= Beginning of Section =

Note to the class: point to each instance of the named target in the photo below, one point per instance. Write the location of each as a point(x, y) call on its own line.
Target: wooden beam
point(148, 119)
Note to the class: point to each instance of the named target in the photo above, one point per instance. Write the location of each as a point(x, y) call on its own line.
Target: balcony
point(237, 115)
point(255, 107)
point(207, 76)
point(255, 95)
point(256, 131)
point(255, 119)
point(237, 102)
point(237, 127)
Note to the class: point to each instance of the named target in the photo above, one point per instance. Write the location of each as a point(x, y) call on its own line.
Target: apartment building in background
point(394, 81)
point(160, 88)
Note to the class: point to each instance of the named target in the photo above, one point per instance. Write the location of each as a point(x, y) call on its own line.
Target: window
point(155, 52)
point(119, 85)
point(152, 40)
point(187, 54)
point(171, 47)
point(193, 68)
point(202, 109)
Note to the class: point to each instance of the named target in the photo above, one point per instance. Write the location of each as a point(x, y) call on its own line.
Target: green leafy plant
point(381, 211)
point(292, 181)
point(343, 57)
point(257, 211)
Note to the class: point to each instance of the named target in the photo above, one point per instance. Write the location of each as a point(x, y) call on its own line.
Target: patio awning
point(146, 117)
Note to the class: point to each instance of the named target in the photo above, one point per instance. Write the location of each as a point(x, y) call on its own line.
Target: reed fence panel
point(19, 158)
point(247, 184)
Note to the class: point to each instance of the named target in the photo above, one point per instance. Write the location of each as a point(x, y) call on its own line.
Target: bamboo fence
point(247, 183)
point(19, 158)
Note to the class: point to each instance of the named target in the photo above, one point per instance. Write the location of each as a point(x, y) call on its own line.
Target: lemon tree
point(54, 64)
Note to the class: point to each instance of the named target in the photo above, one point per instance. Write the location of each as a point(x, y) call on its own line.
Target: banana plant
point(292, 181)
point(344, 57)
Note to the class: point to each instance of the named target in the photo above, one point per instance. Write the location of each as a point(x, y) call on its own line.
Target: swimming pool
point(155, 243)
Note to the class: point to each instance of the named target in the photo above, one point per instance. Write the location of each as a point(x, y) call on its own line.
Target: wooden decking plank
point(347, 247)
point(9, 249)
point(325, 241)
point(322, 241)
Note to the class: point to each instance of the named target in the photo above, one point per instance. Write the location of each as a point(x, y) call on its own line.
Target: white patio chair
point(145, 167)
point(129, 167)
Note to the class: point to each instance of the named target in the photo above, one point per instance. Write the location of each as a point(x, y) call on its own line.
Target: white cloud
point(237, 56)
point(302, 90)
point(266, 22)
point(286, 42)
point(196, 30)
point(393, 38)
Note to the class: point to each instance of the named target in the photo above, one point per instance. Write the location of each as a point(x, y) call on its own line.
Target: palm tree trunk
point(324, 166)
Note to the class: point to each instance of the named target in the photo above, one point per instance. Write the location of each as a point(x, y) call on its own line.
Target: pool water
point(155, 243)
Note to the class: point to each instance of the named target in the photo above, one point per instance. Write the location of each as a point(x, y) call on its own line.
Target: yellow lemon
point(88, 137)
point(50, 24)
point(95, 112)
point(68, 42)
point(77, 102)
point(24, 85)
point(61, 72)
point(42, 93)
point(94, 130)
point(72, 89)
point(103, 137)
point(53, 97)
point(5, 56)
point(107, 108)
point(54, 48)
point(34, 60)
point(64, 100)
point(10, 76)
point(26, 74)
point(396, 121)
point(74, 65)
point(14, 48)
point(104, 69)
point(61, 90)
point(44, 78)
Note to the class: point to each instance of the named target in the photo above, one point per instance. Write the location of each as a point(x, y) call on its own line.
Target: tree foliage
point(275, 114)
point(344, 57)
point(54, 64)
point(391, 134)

= End of Section =

### Required work
Quote the entire listing above exactly.

### Exercise result
Note to the class: point to each instance of the named target in the photo below, one point per instance. Write the location of each as a point(x, y) call on its own line.
Target: wooden beam
point(148, 119)
Note to the class: point to each instance of the named target in the photo above, one point per instance. Write the location of each as a point(x, y) call on its own line.
Target: balcony
point(237, 115)
point(255, 107)
point(207, 76)
point(255, 95)
point(256, 131)
point(255, 119)
point(237, 102)
point(237, 127)
Note to the class: point to each instance of the named target in the photo above, one point per instance. Write the location of each as a point(x, y) call on its own line.
Target: apartment building in background
point(394, 81)
point(160, 88)
Note to the class: point to each instance of the named target in the photo above, one point per instance. Write the location of each as a point(x, y) call on its own line.
Target: window
point(155, 52)
point(119, 85)
point(152, 40)
point(187, 54)
point(171, 47)
point(193, 68)
point(202, 109)
Note to the class: point to each instance of the named target in the photo above, one point per instance. Write the location of each as a point(x, y) call on its own line.
Target: green leafy plant
point(381, 211)
point(292, 181)
point(343, 57)
point(257, 211)
Note to the class: point to each instance of the named target in the photo above, one point per instance. Write the location of each as a point(x, y) call on its own line.
Target: patio awning
point(146, 117)
Note to the class: point to each instance of the named target in the photo above, one point per instance. Write the location of each as a point(x, y) call on its own line.
Target: reed fence panel
point(19, 158)
point(247, 184)
Note to the class: point to each instance of the named target in the photo above, one point per instance. Write the location of each as a point(x, y) call on its own line.
Target: bamboo fence
point(247, 183)
point(19, 158)
Note to the class: point to each instance of the named target in the photo above, one point per instance. Write the location of each as a point(x, y) call on its own line.
Target: lemon tree
point(54, 64)
Note to the class: point to each instance of the named target in the photo above, one point per instance. Write the location of each as a point(x, y) call on its own line.
Target: banana plant
point(292, 181)
point(344, 57)
Note to the class: point to each instance of the named target in the photo above, one point per instance. Write the location of each as a point(x, y) call on its own line.
Target: swimming pool
point(155, 243)
Note to the class: point to each instance of the named target in the photo above, one point per instance. Write the location of each as a point(x, y) call on its own line.
Target: wooden decking plank
point(347, 247)
point(9, 249)
point(325, 241)
point(322, 241)
Note to the class: point to each instance of the named target in the photo above, one point per instance. Write the location of each as a point(x, y) call on its own line.
Target: white patio chair
point(145, 167)
point(129, 167)
Note to the class: point to each instance of the named target in the photo above, one point per instance. Write the location of each as a point(x, y) call on its own line.
Target: white cloud
point(237, 56)
point(302, 90)
point(266, 22)
point(286, 42)
point(196, 30)
point(393, 38)
Note to the class: point to each instance of the named target in the photo above, one point per instance. Write the location of each as a point(x, y) call on its own line.
Target: palm tree trunk
point(324, 166)
Note to the class: point to each instance of the named target in the photo above, one point per instance. Write the location of each as a point(x, y) call on its own line.
Target: pool water
point(155, 243)
Note to the class: point to each instance of the named target in the photo above, one point per instance. Write the location of each as a point(x, y) call on its own line.
Target: yellow lemon
point(88, 137)
point(50, 24)
point(95, 112)
point(68, 42)
point(77, 102)
point(24, 85)
point(61, 72)
point(42, 93)
point(94, 130)
point(72, 89)
point(103, 137)
point(53, 97)
point(5, 56)
point(107, 108)
point(54, 48)
point(34, 60)
point(64, 100)
point(10, 76)
point(26, 74)
point(396, 121)
point(74, 65)
point(14, 48)
point(104, 69)
point(61, 90)
point(44, 78)
Note to the class: point to each instance of the named target in the photo above, one point per instance. Write the location of each as a point(x, y) call on its own line.
Target: tree foliage
point(275, 114)
point(344, 57)
point(54, 64)
point(391, 134)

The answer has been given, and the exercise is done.